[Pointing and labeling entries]
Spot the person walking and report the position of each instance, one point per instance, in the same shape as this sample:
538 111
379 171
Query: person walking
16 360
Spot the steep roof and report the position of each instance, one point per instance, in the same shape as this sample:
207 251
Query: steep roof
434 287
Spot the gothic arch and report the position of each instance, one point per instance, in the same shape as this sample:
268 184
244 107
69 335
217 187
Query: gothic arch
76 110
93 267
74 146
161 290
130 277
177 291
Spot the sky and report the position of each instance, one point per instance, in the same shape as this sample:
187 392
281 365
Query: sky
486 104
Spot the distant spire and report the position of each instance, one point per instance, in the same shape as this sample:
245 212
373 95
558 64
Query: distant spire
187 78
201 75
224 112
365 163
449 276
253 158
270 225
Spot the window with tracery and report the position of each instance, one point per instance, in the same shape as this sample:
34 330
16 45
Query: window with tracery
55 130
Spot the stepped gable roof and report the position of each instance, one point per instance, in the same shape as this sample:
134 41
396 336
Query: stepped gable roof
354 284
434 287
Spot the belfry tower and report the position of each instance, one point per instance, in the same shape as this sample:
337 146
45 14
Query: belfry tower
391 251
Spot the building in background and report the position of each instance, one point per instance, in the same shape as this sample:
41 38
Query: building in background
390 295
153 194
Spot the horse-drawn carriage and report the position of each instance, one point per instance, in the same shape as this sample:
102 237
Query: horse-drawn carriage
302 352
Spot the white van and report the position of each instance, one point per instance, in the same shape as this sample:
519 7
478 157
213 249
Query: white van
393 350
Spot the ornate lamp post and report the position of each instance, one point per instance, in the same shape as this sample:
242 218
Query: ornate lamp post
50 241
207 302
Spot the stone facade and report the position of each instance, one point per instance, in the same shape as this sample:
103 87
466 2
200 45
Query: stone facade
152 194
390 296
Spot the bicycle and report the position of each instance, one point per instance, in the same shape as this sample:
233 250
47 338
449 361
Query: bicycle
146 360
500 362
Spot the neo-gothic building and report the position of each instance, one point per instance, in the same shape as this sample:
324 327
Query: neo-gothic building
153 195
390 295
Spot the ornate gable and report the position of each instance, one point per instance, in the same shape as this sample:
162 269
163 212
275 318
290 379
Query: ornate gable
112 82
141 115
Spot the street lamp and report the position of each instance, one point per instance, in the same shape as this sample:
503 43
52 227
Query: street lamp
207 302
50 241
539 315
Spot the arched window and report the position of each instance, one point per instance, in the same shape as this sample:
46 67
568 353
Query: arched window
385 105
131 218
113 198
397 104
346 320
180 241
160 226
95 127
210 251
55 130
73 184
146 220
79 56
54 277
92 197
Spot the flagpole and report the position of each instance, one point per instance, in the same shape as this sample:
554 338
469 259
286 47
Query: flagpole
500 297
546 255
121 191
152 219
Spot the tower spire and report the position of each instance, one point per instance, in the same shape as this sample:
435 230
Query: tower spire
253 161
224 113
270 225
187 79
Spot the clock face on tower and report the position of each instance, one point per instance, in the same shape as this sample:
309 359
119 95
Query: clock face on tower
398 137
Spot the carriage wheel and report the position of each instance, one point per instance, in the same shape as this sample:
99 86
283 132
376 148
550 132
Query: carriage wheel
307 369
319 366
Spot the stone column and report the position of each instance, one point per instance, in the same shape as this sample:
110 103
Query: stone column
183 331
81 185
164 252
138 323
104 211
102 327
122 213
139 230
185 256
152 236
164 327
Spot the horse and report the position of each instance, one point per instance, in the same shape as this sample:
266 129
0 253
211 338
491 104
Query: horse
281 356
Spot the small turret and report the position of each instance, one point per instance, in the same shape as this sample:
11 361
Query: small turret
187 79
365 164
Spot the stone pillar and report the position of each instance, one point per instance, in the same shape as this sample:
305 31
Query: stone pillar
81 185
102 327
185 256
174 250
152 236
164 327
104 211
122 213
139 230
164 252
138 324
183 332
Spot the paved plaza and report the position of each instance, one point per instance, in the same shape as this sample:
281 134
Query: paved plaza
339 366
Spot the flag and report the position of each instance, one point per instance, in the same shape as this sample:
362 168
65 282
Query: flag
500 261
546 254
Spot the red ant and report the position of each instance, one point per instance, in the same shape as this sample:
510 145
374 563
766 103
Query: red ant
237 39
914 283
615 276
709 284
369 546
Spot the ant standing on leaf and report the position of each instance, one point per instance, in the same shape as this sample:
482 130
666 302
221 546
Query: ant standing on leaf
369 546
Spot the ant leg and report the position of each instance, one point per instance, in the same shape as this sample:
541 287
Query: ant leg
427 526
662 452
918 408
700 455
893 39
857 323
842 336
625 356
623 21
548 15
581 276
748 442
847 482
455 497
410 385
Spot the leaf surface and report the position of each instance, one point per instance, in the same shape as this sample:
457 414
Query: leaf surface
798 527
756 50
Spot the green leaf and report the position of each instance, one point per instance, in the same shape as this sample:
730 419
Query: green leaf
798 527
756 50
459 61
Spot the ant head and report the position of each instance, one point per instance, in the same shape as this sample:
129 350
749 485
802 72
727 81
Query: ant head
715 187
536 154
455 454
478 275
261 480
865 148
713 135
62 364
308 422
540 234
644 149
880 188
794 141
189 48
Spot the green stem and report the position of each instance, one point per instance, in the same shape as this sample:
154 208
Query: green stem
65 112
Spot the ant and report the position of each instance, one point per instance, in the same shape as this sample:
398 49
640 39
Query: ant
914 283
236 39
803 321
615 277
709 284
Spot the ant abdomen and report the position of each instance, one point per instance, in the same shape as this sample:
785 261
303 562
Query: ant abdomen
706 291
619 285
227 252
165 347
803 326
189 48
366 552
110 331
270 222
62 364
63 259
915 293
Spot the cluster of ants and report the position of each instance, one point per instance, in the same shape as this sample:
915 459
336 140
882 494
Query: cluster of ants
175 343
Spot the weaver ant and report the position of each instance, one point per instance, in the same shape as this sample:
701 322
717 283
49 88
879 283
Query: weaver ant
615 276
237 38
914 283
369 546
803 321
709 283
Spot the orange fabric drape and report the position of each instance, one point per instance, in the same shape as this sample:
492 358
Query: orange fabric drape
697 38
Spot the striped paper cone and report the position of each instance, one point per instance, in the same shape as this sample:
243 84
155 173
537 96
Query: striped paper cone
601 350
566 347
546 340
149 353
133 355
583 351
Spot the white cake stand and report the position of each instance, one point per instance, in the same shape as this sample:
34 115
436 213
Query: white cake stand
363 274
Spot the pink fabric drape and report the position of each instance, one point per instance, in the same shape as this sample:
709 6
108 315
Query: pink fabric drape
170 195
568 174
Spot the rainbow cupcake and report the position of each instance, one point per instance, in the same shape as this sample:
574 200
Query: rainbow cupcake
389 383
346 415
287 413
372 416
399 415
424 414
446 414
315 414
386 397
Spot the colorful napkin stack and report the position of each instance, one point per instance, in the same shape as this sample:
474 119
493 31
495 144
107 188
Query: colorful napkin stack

= Exercise requirements =
Above are some records; extract every one of them exactly.

= Answer to the exercise =
Spot the person walking and report the position of each instance, one point per instance, in the same shape as this sample:
538 111
379 171
Query: person walking
16 360
Spot the steep roof and report the position of each instance, one point per instance, in the same shape as this sample:
207 251
Query: steep roof
434 287
Spot the gothic arch and report the position of each instance, one point per instance, in the same shape as this sample:
268 184
244 107
69 335
217 187
Query: gothic arch
76 110
93 267
74 146
161 290
130 277
177 291
Spot the sky and report the position of each instance, one point per instance, in the same shape as this sample:
187 392
281 365
Query: sky
486 104
Spot the distant spire and report the position of each instance, one point per instance, in the same shape as this sample:
245 212
373 95
558 64
Query: distant spire
187 78
201 75
224 112
365 163
449 276
253 158
270 225
Spot the window with tracery and report the position of each instance, one point per instance, in the same shape as this sample:
34 330
16 45
Query: window with tracery
55 130
Spot the stepped gable roof and report the position of each instance, one point per instance, in the same shape as this sample:
134 41
396 336
Query: stepped gable roof
354 284
434 287
Spot the belfry tower and report the position of each instance, one point per instance, in the same shape as this sample:
337 146
45 14
Query: belfry tower
391 251
Spot the building in background and report the position of each instance, one point per instance, in the same shape as this sample:
41 38
Query: building in background
390 295
153 194
Spot the horse-drawn carriage and report the position of each instance, one point per instance, in the same shape as this sample:
102 237
Query: horse-drawn carriage
302 352
Spot the white van and report the position of each instance, one point per instance, in the same shape as this sample:
519 7
478 157
213 249
Query: white van
393 350
Spot the ornate lamp post and report the position of each instance, one point per instance, in the same shape as this sample:
242 218
Query: ornate lamp post
50 241
207 302
Spot the stone facade and report the position of each instance, one point per instance, in the same shape as this sample:
103 87
466 2
200 45
Query: stone facade
152 194
390 296
Spot the bicycle and report the position of each instance, one point per instance, in the same shape as this sample:
233 250
47 338
449 361
Query: bicycle
146 360
500 362
Spot the neo-gothic building and report the position of each instance, one point per instance, in the same shape as this sample:
324 327
Query: neo-gothic building
153 195
390 295
Spot the ornate gable and report the position of each instance, one point per instance, in the same shape as this sample:
162 269
163 212
275 318
290 379
Query: ornate gable
112 82
141 115
Spot the street lamp and report the position of each instance, one point per instance, in the same shape as this sample:
503 43
52 227
Query: street lamp
207 302
50 241
539 315
Spot the arched window and report the position of each instance, one point per instance, in the same shape as this sample:
46 67
568 353
Query: arched window
385 105
131 218
113 198
397 104
346 320
180 241
160 226
95 127
210 251
55 130
73 184
146 220
79 56
54 277
92 197
Spot the flagpole and report the position of each instance, one point per instance, in the same shape as this sample:
554 338
469 259
286 47
Query: flagpole
500 297
546 255
121 191
152 219
Spot the tower spire and report the position of each instance, one point per instance, in the same shape as this sample:
435 230
Query: tower spire
253 161
224 113
270 225
187 79
Spot the clock face on tower and report the position of each instance, one point per instance, in the same shape as this sample:
309 359
119 95
Query: clock face on tower
398 137
Spot the carriage wheel and report the position of each instance, one point per instance, in the same shape as this sample:
99 86
283 132
376 148
550 132
Query: carriage wheel
307 369
319 366
Spot the stone column and report the position of each instance, one point per instance, in the same shape as this sample:
110 103
Query: stone column
183 331
81 185
164 252
138 323
104 211
102 327
122 213
139 230
185 256
152 236
164 327
Spot the horse and report the position of each instance, one point per instance, in the same shape as this sample:
266 129
0 253
211 338
491 104
Query: horse
281 356
Spot the small turret and report the position of each instance, one point per instance, in the same shape as this sample:
11 361
Query: small turret
187 79
365 164
Spot the stone pillar and report the position of each instance, one point per instance, in the same shape as this sample:
305 31
Query: stone pillar
81 185
102 327
185 256
174 250
152 236
164 327
104 211
122 213
139 230
164 252
138 324
183 332
Spot the paved plaza and report the position of each instance, one point per instance, in the same shape as this sample:
281 134
Query: paved plaza
339 366
Spot the flag and report the position of each instance, one point per instance, in the same shape as this sample:
362 168
65 282
Query: flag
500 261
546 254
Spot the red ant and report the position of each instance, one point per instance, in the same shape as this sample:
510 145
374 563
766 103
Query: red ant
237 39
914 283
615 276
709 284
369 546
Spot the ant standing on leaf and report the position of each instance, one point per instance, in the same shape as this sample:
482 130
666 302
221 546
Query: ant standing on leaf
369 546
Spot the ant leg and report the position of each instance, one point per instance, in the same shape as this sample:
541 287
Query: ant leg
427 526
662 452
918 408
700 455
893 39
857 323
842 336
625 356
623 21
548 15
581 276
748 442
847 482
455 497
410 385
Spot the leaf surface and report the position of each instance, one point per instance, in the same shape as this sample:
457 414
Query: leaf surface
798 527
756 50
Spot the green leaf and report the position of each instance, one point per instance, in the same shape as this sample:
730 419
Query: green leaf
798 527
756 50
459 61
Spot the ant head and report the position of each instance, one point per instance, in the same shape as this sample:
129 350
749 485
802 72
727 81
Query: ant head
715 187
536 154
455 454
478 275
261 480
865 148
713 135
62 364
308 422
540 234
644 149
880 188
794 141
189 48
Spot the green stem and report the position of each instance, one point per instance, in the same shape as this sample:
154 208
Query: green stem
65 112
Spot the ant and report the position of each instance, one point per instance, in the same shape as this sample:
398 49
640 39
Query: ant
914 283
236 39
803 321
615 277
709 284
Spot the ant abdomen and report the position of each instance, one point per instance, in the same shape as this sample:
785 261
303 562
Query: ant abdomen
706 291
619 285
227 252
165 347
803 326
189 48
366 552
110 331
270 222
62 364
63 259
915 293
Spot the cluster of ants and report the position of each instance, one point per instance, in the same shape as this sample:
915 459
336 140
882 494
Query: cluster of ants
175 343
Spot the weaver ant and report the position of each instance, one point per instance, in the same shape as this sample:
701 322
717 283
49 88
879 283
Query: weaver ant
615 276
237 38
914 283
369 546
803 321
709 283
Spot the orange fabric drape and report the position of each instance, one point per instance, in the same shape as this sample:
492 358
Query: orange fabric drape
697 38
Spot the striped paper cone and report the position of each instance, one point per instance, in the same shape as this sample:
243 84
155 173
537 96
Query: striped paper cone
601 350
566 347
546 340
149 353
133 355
583 351
Spot the white cake stand and report the position of each instance, one point per instance, in the same shape as this sample:
34 115
436 213
Query: white cake stand
363 274
Spot the pink fabric drape and report the position of each instance, one point per instance, in the same shape as this sample:
709 6
108 315
Query: pink fabric drape
170 195
568 174
Spot the rainbow cupcake and report the position of each instance, one point per instance, in the same shape as this sample:
574 200
Query: rainbow cupcake
389 383
346 415
287 413
372 416
399 415
424 414
446 414
315 414
386 397
Spot the colorful napkin stack and report the position of each instance, one point per instance, in the same shape as this sample:
474 119
493 31
495 144
107 188
Query: colorful napkin stack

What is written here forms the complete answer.